● DESCRIPTION OF THE TASK:
Please turn each of the entries below into a numbered list with one line per item, leaving out any blank lines.

● ENTRIES:
++++

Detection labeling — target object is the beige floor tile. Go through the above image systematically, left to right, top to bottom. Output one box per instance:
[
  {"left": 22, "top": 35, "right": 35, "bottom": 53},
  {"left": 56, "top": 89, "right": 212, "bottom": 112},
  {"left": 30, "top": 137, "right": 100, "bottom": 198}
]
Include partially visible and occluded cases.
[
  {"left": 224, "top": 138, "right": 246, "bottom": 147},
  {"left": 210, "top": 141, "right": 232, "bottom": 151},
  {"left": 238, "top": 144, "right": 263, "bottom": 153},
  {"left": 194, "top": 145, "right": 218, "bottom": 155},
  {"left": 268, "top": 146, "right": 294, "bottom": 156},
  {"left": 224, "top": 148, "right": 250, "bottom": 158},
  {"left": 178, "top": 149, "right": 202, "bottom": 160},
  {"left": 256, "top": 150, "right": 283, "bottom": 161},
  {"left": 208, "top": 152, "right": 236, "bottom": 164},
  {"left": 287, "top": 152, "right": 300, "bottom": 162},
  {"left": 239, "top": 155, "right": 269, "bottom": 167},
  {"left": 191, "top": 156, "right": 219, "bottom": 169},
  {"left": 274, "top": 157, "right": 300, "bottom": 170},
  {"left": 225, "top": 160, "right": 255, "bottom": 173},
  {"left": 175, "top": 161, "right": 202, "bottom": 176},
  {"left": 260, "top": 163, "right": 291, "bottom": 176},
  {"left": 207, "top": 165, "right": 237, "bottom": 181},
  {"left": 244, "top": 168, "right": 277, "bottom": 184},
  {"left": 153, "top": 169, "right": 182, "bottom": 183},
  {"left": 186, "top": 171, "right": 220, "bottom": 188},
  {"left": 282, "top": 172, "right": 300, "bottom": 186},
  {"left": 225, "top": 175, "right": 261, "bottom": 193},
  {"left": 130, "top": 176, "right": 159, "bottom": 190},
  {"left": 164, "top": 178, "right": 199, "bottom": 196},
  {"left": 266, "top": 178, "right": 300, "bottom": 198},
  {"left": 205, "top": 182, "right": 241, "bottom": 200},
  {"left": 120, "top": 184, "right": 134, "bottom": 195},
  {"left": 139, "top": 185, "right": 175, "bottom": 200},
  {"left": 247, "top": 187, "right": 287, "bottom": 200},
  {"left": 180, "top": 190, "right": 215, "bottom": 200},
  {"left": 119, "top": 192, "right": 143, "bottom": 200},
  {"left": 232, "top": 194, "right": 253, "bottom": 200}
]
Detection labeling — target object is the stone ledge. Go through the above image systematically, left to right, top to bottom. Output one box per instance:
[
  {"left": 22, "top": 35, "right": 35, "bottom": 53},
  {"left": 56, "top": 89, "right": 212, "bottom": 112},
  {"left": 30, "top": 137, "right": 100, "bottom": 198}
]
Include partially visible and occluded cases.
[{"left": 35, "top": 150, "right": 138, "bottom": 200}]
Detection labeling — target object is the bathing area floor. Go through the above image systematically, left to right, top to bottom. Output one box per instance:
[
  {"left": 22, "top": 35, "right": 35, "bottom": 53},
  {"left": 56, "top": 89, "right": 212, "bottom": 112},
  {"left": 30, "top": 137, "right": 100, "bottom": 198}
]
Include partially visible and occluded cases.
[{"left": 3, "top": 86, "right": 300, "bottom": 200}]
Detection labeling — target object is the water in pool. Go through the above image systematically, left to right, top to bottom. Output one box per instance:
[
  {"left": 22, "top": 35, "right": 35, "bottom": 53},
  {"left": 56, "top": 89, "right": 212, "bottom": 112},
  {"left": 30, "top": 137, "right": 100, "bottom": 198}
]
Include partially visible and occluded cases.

++++

● EXERCISE ANSWER:
1. Detection labeling — target object is the beige floor tile. Go through the above image systematically, left to right, top to bottom. Output one box per instance:
2. [
3.   {"left": 22, "top": 35, "right": 35, "bottom": 53},
4.   {"left": 56, "top": 89, "right": 212, "bottom": 112},
5.   {"left": 30, "top": 137, "right": 100, "bottom": 198}
6. ]
7. Include partially visible and occluded cases.
8. [
9.   {"left": 224, "top": 138, "right": 246, "bottom": 147},
10.   {"left": 210, "top": 141, "right": 232, "bottom": 151},
11.   {"left": 238, "top": 144, "right": 263, "bottom": 153},
12.   {"left": 194, "top": 145, "right": 218, "bottom": 155},
13.   {"left": 268, "top": 146, "right": 294, "bottom": 156},
14.   {"left": 224, "top": 148, "right": 250, "bottom": 158},
15.   {"left": 178, "top": 149, "right": 202, "bottom": 160},
16.   {"left": 256, "top": 150, "right": 283, "bottom": 161},
17.   {"left": 208, "top": 152, "right": 236, "bottom": 164},
18.   {"left": 287, "top": 152, "right": 300, "bottom": 162},
19.   {"left": 239, "top": 155, "right": 269, "bottom": 167},
20.   {"left": 191, "top": 156, "right": 219, "bottom": 169},
21.   {"left": 274, "top": 157, "right": 300, "bottom": 170},
22.   {"left": 225, "top": 160, "right": 255, "bottom": 173},
23.   {"left": 175, "top": 161, "right": 202, "bottom": 176},
24.   {"left": 260, "top": 163, "right": 291, "bottom": 176},
25.   {"left": 207, "top": 165, "right": 237, "bottom": 181},
26.   {"left": 244, "top": 168, "right": 277, "bottom": 184},
27.   {"left": 153, "top": 169, "right": 182, "bottom": 183},
28.   {"left": 186, "top": 171, "right": 220, "bottom": 188},
29.   {"left": 282, "top": 172, "right": 300, "bottom": 186},
30.   {"left": 225, "top": 175, "right": 261, "bottom": 193},
31.   {"left": 130, "top": 176, "right": 159, "bottom": 190},
32.   {"left": 164, "top": 178, "right": 199, "bottom": 196},
33.   {"left": 266, "top": 178, "right": 300, "bottom": 198},
34.   {"left": 205, "top": 182, "right": 241, "bottom": 200},
35.   {"left": 120, "top": 184, "right": 134, "bottom": 195},
36.   {"left": 139, "top": 185, "right": 175, "bottom": 200},
37.   {"left": 247, "top": 187, "right": 287, "bottom": 200},
38.   {"left": 180, "top": 190, "right": 215, "bottom": 200},
39.   {"left": 119, "top": 192, "right": 143, "bottom": 200},
40.   {"left": 232, "top": 194, "right": 253, "bottom": 200}
41. ]
42. Detection labeling — target object is the stone ledge. Go through the above image systematically, left to right, top to bottom. Output one box per instance:
43. [
44.   {"left": 22, "top": 35, "right": 35, "bottom": 53},
45.   {"left": 56, "top": 89, "right": 212, "bottom": 112},
46.   {"left": 30, "top": 137, "right": 100, "bottom": 198}
47. ]
48. Include partially visible and occluded cases.
49. [{"left": 35, "top": 150, "right": 138, "bottom": 200}]
50. Detection labeling — target object is the bathing area floor. Go through the above image systematically, left to right, top to bottom. Output one box per instance:
51. [
52.   {"left": 22, "top": 35, "right": 35, "bottom": 53},
53.   {"left": 56, "top": 89, "right": 212, "bottom": 112},
54.   {"left": 30, "top": 137, "right": 100, "bottom": 198}
55. ]
56. Include partially visible and occluded cases.
57. [{"left": 3, "top": 86, "right": 300, "bottom": 200}]
58. Detection labeling — target object is the water in pool. Go through the above image systematically, left to right, top to bottom. Output one box per instance:
59. [
60.   {"left": 22, "top": 35, "right": 35, "bottom": 53},
61.   {"left": 56, "top": 89, "right": 212, "bottom": 112},
62.   {"left": 30, "top": 137, "right": 100, "bottom": 198}
63. ]
64. Include partially visible and occluded cases.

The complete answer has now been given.